> [Material provided]
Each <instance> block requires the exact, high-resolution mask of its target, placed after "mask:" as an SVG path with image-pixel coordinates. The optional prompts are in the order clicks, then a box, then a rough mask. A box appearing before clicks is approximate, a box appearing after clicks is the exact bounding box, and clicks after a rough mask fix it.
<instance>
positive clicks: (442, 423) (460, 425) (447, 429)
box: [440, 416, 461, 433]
* * *
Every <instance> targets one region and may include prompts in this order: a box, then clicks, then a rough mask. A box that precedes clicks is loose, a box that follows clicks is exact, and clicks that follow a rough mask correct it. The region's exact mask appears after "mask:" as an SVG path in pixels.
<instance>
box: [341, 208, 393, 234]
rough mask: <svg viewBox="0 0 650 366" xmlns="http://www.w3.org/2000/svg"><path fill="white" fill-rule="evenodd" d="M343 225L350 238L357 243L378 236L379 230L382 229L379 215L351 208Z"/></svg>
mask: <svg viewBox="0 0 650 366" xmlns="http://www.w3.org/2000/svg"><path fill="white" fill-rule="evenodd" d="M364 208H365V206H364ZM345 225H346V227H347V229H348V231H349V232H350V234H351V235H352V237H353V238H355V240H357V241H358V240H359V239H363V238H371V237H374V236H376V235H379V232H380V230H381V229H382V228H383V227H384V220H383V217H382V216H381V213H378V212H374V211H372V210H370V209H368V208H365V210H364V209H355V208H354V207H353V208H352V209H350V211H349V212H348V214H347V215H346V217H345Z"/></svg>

> [Task item] Within the data above, the lines from the one with "Each <instance> block" to the one with "box: [440, 416, 461, 433]" must be repeated exactly; no other line belongs in the answer.

> [Task response]
Each <instance> block requires the exact, high-resolution mask of its target, placed after "mask:" as an SVG path with image-pixel coordinates. The optional prompts are in the order clicks, then a box, then a rough mask. A box appearing before clicks is approximate, a box appearing after clicks is the exact bounding box, and clicks after a rough mask fix it.
<instance>
positive clicks: (442, 423) (460, 425) (447, 429)
box: [440, 416, 461, 433]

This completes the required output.